▸ **Problem requirements**
Could you set down every record below exactly as it appears?

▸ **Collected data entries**

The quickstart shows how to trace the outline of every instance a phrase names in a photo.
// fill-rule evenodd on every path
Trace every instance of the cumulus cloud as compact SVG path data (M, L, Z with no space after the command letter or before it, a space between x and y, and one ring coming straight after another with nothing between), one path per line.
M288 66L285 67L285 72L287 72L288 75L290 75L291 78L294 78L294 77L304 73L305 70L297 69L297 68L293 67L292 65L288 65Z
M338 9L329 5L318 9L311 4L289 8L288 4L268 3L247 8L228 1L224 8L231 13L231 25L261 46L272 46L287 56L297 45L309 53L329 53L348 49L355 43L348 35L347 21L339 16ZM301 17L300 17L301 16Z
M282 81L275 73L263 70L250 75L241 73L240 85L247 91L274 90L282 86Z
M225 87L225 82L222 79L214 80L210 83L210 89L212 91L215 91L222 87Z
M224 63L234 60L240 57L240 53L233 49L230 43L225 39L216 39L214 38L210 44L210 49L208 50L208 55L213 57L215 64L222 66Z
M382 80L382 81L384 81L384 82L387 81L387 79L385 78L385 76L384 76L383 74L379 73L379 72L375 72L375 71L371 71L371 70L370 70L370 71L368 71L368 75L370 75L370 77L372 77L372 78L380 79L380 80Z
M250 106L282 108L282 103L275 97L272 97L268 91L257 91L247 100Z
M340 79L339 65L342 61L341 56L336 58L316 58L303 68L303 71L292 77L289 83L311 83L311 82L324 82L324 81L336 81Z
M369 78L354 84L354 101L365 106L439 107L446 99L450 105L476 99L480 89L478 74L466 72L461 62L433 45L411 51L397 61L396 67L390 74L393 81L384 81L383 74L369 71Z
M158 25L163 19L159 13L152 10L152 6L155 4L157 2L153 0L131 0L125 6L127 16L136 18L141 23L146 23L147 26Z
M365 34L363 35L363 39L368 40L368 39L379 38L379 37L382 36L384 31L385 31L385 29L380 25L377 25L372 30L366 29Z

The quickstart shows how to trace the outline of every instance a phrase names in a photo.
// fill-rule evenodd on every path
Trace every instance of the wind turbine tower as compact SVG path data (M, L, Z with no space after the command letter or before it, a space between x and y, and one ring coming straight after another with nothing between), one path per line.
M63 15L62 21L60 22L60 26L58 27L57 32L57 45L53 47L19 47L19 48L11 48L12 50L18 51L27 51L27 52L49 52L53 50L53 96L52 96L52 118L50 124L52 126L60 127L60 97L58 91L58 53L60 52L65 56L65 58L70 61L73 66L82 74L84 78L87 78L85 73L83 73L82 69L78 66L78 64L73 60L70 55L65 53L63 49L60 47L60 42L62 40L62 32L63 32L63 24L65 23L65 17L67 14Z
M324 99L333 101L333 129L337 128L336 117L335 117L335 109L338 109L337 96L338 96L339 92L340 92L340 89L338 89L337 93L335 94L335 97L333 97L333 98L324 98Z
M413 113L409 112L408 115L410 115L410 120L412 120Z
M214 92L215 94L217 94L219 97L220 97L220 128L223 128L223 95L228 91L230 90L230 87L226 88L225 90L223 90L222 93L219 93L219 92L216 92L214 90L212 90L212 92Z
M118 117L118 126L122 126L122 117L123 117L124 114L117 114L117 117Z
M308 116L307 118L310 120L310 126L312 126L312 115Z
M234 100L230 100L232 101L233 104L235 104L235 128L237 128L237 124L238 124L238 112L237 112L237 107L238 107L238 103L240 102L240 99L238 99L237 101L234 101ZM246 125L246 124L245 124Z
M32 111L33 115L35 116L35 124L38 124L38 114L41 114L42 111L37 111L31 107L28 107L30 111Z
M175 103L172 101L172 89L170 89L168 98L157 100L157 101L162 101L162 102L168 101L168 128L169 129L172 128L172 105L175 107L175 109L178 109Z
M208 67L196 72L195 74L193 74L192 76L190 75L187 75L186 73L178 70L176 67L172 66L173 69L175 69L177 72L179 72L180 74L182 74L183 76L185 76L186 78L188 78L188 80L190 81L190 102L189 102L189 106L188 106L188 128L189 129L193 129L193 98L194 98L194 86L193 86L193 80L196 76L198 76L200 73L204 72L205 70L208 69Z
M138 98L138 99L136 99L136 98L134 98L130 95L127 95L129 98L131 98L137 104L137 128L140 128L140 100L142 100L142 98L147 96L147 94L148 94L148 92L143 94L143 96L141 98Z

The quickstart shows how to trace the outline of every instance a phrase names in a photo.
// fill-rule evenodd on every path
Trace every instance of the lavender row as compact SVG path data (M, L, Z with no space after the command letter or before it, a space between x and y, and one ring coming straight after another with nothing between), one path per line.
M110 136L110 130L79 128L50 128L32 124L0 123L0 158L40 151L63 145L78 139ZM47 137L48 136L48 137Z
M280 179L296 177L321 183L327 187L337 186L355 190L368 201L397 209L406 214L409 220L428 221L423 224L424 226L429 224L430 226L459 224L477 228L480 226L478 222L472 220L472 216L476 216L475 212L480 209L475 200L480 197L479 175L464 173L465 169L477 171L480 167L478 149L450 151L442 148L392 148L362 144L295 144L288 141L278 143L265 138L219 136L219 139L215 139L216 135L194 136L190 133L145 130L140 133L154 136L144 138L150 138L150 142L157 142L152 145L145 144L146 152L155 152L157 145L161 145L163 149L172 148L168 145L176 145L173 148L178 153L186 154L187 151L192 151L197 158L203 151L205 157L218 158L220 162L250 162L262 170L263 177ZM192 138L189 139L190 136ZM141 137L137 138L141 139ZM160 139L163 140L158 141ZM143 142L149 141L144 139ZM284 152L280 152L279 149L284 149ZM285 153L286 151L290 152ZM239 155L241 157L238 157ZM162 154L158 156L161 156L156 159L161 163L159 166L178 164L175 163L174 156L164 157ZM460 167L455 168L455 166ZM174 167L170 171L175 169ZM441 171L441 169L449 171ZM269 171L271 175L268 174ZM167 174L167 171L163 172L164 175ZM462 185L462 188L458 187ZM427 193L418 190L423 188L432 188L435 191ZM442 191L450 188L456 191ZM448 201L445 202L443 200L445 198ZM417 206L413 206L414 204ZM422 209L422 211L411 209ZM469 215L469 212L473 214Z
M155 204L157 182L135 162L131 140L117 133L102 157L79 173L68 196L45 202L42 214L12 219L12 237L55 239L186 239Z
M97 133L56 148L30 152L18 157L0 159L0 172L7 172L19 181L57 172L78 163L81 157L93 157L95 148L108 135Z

▸ **Finished task**
The quickstart shows how to trace the outline of every instance a phrase names in a photo.
// fill-rule evenodd on every path
Trace every instance of the cumulus cloud as compact SVG path data (M, L, Z with no space after the command letter or before it, a space between x and y, and one ring coming straight after another with nothing between), one path per line.
M288 66L285 67L285 72L287 72L288 75L290 75L291 78L294 78L294 77L304 73L305 70L297 69L297 68L293 67L292 65L288 65Z
M338 9L329 5L318 9L311 4L289 8L288 4L268 3L247 8L228 1L224 8L231 13L231 25L261 46L272 46L287 56L297 45L309 53L329 53L348 49L355 43L348 35L347 21L339 16ZM301 17L300 17L301 16Z
M282 81L275 73L263 70L250 75L241 73L240 85L247 91L274 90L282 86Z
M225 87L225 82L222 79L214 80L210 83L210 89L212 91L215 91L222 87Z
M224 63L234 60L240 57L240 53L233 49L230 43L225 39L216 39L214 38L210 44L210 49L208 50L208 55L213 57L215 64L222 66Z
M382 80L382 81L384 81L384 82L387 81L387 79L385 78L385 76L384 76L383 74L379 73L379 72L375 72L375 71L371 71L371 70L370 70L370 71L368 71L368 75L370 75L370 77L372 77L372 78L380 79L380 80Z
M250 106L282 108L282 103L275 97L272 97L268 91L257 91L247 100Z
M340 79L339 65L342 61L341 56L336 58L316 58L303 68L303 71L292 77L289 83L311 83L311 82L324 82L324 81L336 81Z
M369 78L354 84L354 101L365 106L439 107L446 99L450 105L476 99L480 89L478 74L466 72L461 62L433 45L411 51L397 61L396 67L390 74L393 81L384 81L383 74L369 71Z
M158 25L163 19L159 13L152 10L152 6L155 4L157 2L153 0L131 0L125 6L127 16L136 18L141 23L146 23L147 26Z
M365 34L363 35L363 39L368 40L368 39L379 38L379 37L382 36L384 31L385 31L385 29L380 25L377 25L372 30L366 29Z

The quickstart shows how to trace the outline of every instance a phrase names in a photo.
// fill-rule evenodd on every path
Trace every instance of the wind turbine tower as compact SVG path data (M, L, Z with no space after the command letter or before it, a space between x and y, and one ring coming straight after another with nothing between), one path per line.
M63 15L62 21L60 22L60 26L58 27L57 32L57 45L53 47L19 47L19 48L11 48L12 50L18 51L27 51L27 52L49 52L53 50L53 96L52 96L52 118L50 124L52 126L60 127L60 97L58 91L58 53L60 52L65 56L65 58L70 61L73 66L82 74L84 78L87 78L85 73L83 73L82 69L78 66L78 64L73 60L70 55L65 53L63 49L60 47L60 42L62 40L62 32L63 32L63 24L65 23L65 17L67 14Z
M324 99L333 101L333 129L337 128L336 117L335 117L335 109L338 109L337 96L338 96L339 92L340 92L340 89L338 89L337 93L335 94L335 97L333 97L333 98L324 98Z
M413 113L409 112L408 115L410 115L410 120L412 120Z
M214 92L215 94L217 94L219 97L220 97L220 128L223 128L223 95L228 91L230 90L230 87L226 88L225 90L223 90L222 93L219 93L219 92L216 92L214 90L212 90L212 92Z
M118 117L118 126L122 126L122 117L123 117L124 114L117 114L117 117Z
M308 116L307 118L310 120L310 126L312 126L312 115Z
M234 100L230 100L232 101L233 104L235 104L235 128L237 128L237 124L238 124L238 112L237 112L237 107L238 107L238 103L240 102L240 99L238 99L237 101L234 101ZM246 125L246 124L245 124Z
M32 111L33 115L35 116L35 124L38 124L38 114L41 114L42 111L37 111L31 107L28 107L30 111Z
M175 103L172 101L172 89L170 89L168 98L157 100L157 101L162 101L162 102L168 101L168 128L169 129L172 128L172 105L175 107L175 109L178 109Z
M208 67L196 72L195 74L193 74L192 76L190 75L187 75L186 73L178 70L176 67L172 66L173 69L175 69L177 72L179 72L180 74L182 74L183 76L185 76L186 78L188 78L188 80L190 81L190 102L189 102L189 106L188 106L188 128L189 129L193 129L193 98L194 98L194 86L193 86L193 80L196 76L198 76L200 73L204 72L205 70L208 69Z
M138 98L138 99L136 99L136 98L134 98L130 95L127 95L129 98L131 98L137 104L137 128L140 128L140 100L142 100L142 98L147 96L147 94L148 94L148 92L143 94L143 96L141 98Z

The quickstart shows how to trace the outline of every instance a phrase names in a photo.
// fill-rule evenodd on every path
Trace every instance of the lavender row as compact SVG path data (M, L, Z with no space after the command letter or before it, a space between x and y, and one ring coming straight after another with nothing between), one path per line.
M110 136L110 130L79 128L50 128L32 124L0 123L0 158L40 151L63 145L78 139ZM47 137L48 136L48 137Z
M280 179L296 177L321 183L327 187L337 186L355 190L368 201L397 209L406 214L409 220L428 221L423 224L424 226L429 224L430 226L459 224L477 228L480 226L478 222L472 220L472 216L476 216L475 212L480 209L475 200L480 197L479 175L464 173L465 169L477 171L480 167L478 149L450 151L442 148L392 148L362 144L295 144L288 141L278 143L265 138L219 136L219 139L215 139L216 135L194 136L190 133L145 130L140 133L154 136L144 138L150 138L150 142L157 142L152 145L145 144L146 152L155 152L157 145L161 145L163 149L172 148L168 145L176 145L173 148L178 153L186 154L187 151L192 151L197 158L203 151L205 157L218 158L220 162L250 162L262 170L263 177ZM192 138L189 139L190 136ZM141 137L137 138L141 139ZM160 139L163 140L158 141ZM143 142L149 141L144 139ZM284 152L280 152L279 149L284 149ZM285 153L286 151L290 152ZM239 155L241 157L238 157ZM162 154L158 156L161 156L156 159L161 163L159 166L178 164L175 163L174 156L164 157ZM460 167L455 168L455 166ZM174 167L170 171L175 169ZM441 171L441 169L449 171ZM269 171L271 175L268 174ZM167 174L167 171L163 172L164 175ZM462 185L462 188L458 187ZM427 193L418 190L423 188L432 188L435 191ZM442 191L450 188L456 191ZM448 201L445 202L443 200L445 198ZM417 206L413 206L414 204ZM422 209L422 211L411 209ZM469 215L469 212L473 214Z
M155 204L157 182L135 162L131 140L117 133L102 157L79 173L68 196L45 202L42 214L12 219L12 237L55 239L186 239Z
M97 133L56 148L30 152L18 157L0 159L0 172L7 172L19 181L57 172L78 163L81 157L93 157L95 148L108 135Z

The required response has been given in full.